**Exercise directions:** In the entries below, every line with the string "after" is to be reported.

Stored records
══════════════════════════════

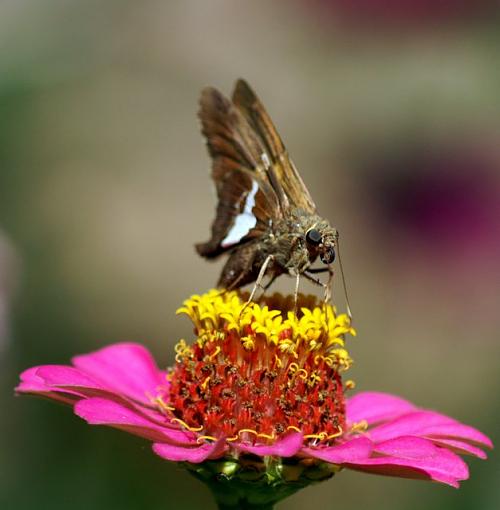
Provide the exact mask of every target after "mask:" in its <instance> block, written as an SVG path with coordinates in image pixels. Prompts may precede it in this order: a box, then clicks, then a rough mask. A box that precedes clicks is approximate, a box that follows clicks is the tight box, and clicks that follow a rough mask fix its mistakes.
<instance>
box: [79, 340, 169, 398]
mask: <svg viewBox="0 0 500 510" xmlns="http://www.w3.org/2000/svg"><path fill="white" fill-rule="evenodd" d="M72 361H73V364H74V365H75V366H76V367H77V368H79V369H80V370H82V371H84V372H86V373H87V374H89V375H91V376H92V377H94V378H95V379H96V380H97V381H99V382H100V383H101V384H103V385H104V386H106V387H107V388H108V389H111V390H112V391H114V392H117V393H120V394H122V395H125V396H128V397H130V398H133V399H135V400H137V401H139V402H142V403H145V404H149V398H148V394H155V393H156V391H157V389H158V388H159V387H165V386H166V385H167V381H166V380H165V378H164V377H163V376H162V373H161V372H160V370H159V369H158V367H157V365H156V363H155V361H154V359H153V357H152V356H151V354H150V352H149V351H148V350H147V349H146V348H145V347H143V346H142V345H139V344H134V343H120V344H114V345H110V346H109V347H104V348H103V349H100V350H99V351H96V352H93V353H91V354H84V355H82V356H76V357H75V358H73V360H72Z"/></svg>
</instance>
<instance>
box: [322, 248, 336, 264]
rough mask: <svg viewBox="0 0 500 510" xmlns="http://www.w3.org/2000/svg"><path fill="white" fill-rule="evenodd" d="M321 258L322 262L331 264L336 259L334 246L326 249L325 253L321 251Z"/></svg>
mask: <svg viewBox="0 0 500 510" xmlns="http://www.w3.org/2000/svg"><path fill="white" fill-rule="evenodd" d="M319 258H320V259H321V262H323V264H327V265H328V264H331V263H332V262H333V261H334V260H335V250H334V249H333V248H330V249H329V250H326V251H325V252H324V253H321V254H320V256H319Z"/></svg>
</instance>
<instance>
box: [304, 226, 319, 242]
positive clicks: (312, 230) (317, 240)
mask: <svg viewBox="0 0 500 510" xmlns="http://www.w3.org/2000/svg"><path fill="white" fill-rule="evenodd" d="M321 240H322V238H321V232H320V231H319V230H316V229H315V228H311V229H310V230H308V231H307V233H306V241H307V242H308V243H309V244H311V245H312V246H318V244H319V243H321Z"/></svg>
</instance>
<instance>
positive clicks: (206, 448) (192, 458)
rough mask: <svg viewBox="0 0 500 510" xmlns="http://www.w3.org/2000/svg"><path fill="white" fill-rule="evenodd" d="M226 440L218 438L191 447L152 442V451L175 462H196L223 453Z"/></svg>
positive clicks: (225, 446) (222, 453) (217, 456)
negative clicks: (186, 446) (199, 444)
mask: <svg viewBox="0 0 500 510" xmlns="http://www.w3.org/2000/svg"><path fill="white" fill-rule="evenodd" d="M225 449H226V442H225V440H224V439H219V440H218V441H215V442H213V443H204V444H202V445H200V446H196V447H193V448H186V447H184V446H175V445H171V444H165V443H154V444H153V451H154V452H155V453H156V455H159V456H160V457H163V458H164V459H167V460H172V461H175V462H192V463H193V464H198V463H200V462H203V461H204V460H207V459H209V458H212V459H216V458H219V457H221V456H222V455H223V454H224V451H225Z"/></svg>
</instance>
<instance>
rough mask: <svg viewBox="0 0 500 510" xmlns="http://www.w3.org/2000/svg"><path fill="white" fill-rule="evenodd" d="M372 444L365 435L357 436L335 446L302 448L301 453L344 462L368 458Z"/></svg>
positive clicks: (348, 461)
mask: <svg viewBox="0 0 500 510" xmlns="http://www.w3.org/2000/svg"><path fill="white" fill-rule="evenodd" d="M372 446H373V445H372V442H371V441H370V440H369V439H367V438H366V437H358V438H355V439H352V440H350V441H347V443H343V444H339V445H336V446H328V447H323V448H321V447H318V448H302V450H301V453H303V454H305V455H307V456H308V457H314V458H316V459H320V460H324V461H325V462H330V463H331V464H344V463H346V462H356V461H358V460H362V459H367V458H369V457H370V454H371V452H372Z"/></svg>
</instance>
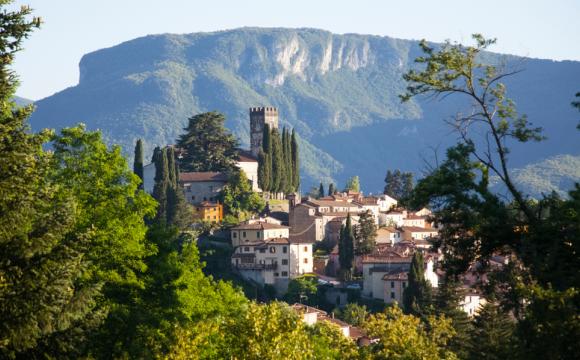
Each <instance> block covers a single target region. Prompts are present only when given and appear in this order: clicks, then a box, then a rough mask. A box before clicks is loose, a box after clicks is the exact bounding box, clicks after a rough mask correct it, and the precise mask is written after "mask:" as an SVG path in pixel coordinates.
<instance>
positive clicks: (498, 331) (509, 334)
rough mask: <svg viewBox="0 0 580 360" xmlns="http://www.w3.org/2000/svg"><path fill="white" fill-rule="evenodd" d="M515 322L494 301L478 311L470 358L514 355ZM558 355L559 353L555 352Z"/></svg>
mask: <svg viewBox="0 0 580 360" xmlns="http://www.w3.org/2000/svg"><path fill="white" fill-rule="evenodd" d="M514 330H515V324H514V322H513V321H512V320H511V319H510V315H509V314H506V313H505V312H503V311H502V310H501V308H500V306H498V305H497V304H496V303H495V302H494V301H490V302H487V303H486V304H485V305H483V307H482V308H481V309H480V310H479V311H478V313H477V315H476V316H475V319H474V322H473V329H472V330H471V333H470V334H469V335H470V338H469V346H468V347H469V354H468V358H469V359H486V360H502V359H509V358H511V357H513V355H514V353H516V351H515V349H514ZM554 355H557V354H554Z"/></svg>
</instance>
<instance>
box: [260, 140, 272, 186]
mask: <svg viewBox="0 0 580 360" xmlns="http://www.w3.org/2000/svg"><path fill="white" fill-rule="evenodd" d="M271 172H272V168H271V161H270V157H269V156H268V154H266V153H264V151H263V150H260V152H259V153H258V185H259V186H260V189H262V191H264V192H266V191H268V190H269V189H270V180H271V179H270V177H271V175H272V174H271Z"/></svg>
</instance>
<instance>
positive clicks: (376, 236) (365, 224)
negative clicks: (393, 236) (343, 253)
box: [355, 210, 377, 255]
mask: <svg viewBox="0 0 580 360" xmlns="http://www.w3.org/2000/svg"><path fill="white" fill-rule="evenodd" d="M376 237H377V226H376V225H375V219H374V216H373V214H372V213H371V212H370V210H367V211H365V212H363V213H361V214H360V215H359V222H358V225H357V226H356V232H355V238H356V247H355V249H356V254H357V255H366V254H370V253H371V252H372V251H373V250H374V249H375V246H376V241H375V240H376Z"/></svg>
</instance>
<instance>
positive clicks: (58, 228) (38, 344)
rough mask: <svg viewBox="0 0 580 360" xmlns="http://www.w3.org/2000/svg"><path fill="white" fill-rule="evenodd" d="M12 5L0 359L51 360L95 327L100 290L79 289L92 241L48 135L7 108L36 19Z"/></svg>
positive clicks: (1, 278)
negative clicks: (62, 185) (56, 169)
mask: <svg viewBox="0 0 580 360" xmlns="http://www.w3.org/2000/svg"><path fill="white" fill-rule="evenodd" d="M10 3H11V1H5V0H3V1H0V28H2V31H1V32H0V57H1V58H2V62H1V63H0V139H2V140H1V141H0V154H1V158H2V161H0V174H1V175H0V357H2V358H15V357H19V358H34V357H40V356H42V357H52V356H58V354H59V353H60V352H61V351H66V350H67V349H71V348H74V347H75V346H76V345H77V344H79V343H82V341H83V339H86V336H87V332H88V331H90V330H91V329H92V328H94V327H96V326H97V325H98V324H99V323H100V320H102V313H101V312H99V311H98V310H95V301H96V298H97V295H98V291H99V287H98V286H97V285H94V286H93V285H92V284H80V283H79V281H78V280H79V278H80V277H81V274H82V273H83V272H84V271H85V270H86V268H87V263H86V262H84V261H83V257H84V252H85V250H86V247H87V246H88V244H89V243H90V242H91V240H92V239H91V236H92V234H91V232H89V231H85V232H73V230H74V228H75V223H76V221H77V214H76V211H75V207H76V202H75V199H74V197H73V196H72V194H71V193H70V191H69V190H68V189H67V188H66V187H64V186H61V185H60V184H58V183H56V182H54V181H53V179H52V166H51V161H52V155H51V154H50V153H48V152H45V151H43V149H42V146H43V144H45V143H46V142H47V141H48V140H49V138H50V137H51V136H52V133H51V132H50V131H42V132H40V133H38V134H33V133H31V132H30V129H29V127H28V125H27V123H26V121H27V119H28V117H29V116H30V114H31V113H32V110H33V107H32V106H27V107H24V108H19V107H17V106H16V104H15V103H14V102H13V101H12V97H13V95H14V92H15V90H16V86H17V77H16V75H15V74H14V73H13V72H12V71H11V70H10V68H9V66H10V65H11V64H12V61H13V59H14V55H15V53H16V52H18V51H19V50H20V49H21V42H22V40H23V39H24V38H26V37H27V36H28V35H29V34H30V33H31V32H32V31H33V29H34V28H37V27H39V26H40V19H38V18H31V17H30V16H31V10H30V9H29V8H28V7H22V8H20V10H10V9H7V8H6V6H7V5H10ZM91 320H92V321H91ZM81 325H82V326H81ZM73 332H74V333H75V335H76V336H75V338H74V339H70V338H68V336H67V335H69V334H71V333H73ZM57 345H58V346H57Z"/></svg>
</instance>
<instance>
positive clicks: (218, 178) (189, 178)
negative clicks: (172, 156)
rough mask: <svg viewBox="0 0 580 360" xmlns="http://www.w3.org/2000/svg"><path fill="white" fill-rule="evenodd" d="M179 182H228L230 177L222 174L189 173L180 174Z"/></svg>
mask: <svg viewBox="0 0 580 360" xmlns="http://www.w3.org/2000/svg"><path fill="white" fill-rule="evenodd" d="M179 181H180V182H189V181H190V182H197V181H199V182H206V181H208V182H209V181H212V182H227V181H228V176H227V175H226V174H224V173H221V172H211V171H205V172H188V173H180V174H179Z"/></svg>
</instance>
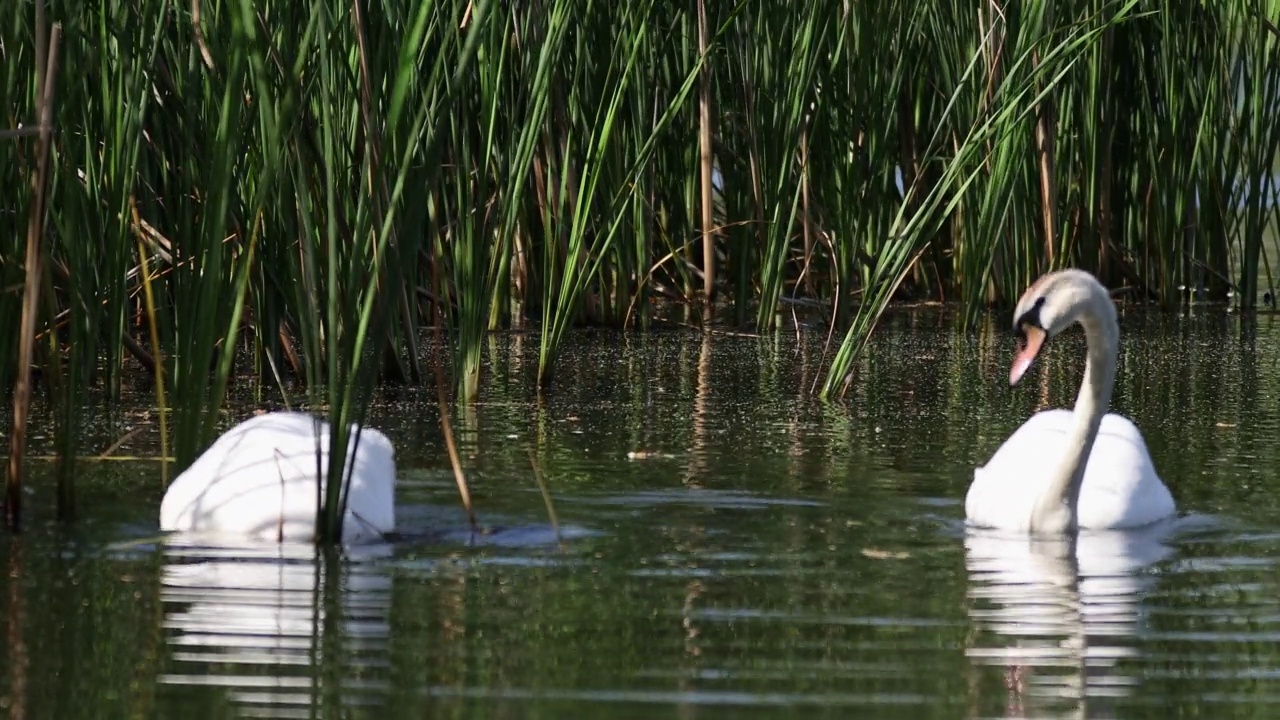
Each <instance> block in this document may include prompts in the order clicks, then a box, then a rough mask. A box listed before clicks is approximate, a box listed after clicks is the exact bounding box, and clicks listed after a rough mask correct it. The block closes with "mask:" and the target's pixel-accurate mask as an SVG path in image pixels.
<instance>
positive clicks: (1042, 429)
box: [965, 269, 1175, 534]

══════════════════════════════

**Task solution:**
Provide the exact mask of every target after "mask:" in its <instance> block, written as an SVG path with coordinates in image pixels. Prompts may precede it in this order: a box, then clicks, then a rough mask. A box that precedes clicks is approximate, a box that follows clicks is the tight box, and clicks that follow a rough mask fix its mistakes.
Each <instance> block covers a single target region. Prompts are present only when given and appear in this order: clicks, then a box, then a rough mask. A box before clicks is loose, a box after clicks is the exact bounding box, clicks after a rough mask correct it, and the precise mask is written after "mask:" as an SVG path in pixel coordinates.
Each <instance> block in this document may include prompts in the order clicks, then a box, then a rough mask. A box listed before clicks is approximate, a box listed after clicks is the exact bounding box, and clicks listed after a rough mask correct it. The block closes with "mask:" and the target's pixel-accurate mask as an SVG path in image pixels.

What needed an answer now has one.